**Problem requirements**
Continue the email thread on enclosing URLs in angle brackets, starting after its last sentence.

**Document extract**
Content starts

David E. Ross wrote:

On 7/16/2016 12:35 PM, Paul B. Gallagher wrote [in part]:

        [snipped]

The chief purpose of the angle brackets is delineation -- to tell the
receiving application "the URL begins here... and ends here." AFAIK they
don't tell it "this is a URL." For that, you need either an HTML message
(which supports hyperlinks), or a receiving application like SeaMonkey
that recognizes URLs and email addresses and makes them clickable. And
yes, including "http://"; does help some apps in their recognition
process. Similarly, many diagnose mail links whenever they see the
character "@" -- this@that will probably be clickable when SM receives
this message.

Actually, the use of the < and > as brackets is for humans.  This is so
a human user can tell how much to copy and then paste into a browser's
address area.

That's a side effect. As you may know, a URL can contain one or more characters that some programs will misparse as the end of the URL, such as a space or a question mark; conversely, a human may add normal punctuation, thus: "did you go to http://this.fictional.url.com?"; which some programs will try to parse as part of the URL. Smarter humans will avoid this, but as you know not all humans are smart.

Another consideration is that the use of angle brackets prevents most sending email clients from inserting line wrap characters in the middle of URLs. Those line breaks cause the receiving email client to parse only the first chunk as the URL and ignore the rest.

Content ends

**Entries supplied**
Content starts

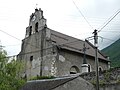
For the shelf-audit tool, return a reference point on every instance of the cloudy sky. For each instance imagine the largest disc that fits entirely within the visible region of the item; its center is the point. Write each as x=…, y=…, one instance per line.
x=77, y=18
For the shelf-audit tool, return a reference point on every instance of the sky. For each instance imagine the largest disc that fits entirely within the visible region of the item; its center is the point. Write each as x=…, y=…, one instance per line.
x=77, y=18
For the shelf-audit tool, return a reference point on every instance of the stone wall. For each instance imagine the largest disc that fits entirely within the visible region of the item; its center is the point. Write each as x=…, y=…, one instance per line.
x=106, y=77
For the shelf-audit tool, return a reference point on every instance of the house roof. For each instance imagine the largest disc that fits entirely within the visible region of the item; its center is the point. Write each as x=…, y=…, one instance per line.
x=74, y=44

Content ends

**Reply**
BTW, I've noticed that some smartphone messaging apps will see a link like <http://this.fictional.url.com> and strip the opening "<" but feed the closing ">" (sometimes as "%3E") to the browser, causing an error. The receiving user can fix the problem by stripping the last character manually, but it's a PITA if they don't know that.

Anyway, the point of plain text is that by definition it doesn't
have hyperlinks. So if you want to guarantee clickability, use
HTML.

That is not necessarily true. About 20 years ago, Eudora Lite
recognized URIs in plain-text messages. On the other hand, AOL's
proprietary E-mail application did not; I do not know if AOL ever
fixed that since I never use AOL.

As noted elsewhere in this thread, that's a function of the /receiving/ email client, not of the message content. The sender cannot know if the recipient has an email client smart enough to recognize his URL as such. But even the stupidest email client, if it's capable of parsing HTML, will understand hyperlinks in an HTML message. That's what I meant by "guarantee."

--
War doesn't determine who's right, just who's left.